### Exercise directions
At the line with "cart in the photograph above.", start copying; carry on through the last line of the material below, exactly as written, and stop there.

### Material for this exercise

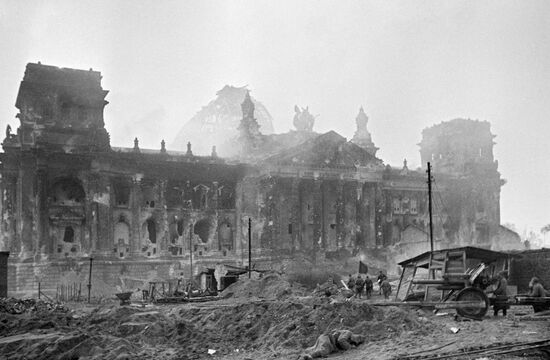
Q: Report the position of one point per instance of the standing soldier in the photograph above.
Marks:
(381, 277)
(351, 283)
(368, 287)
(386, 288)
(359, 283)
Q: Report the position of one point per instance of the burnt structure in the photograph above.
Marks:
(69, 195)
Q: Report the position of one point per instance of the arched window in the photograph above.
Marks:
(202, 228)
(152, 230)
(69, 234)
(68, 191)
(225, 236)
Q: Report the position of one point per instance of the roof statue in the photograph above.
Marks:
(362, 136)
(303, 120)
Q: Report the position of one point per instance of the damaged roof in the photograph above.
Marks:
(326, 150)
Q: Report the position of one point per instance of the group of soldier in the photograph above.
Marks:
(366, 287)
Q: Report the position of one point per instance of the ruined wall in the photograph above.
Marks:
(67, 195)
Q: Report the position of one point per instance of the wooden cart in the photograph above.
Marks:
(456, 276)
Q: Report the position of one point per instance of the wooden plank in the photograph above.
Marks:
(436, 304)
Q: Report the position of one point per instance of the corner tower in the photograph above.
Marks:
(60, 109)
(461, 151)
(362, 136)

### Expected answer
Q: Report the position of one point per instance of the wooden cart in the photograph above.
Marks:
(456, 276)
Q: Report the position of one point per instance of the wooden plank in the photograph above.
Marks:
(436, 304)
Q: Report the position of one point per instance of the corner tower in the photograph above.
Marks:
(60, 109)
(461, 151)
(362, 136)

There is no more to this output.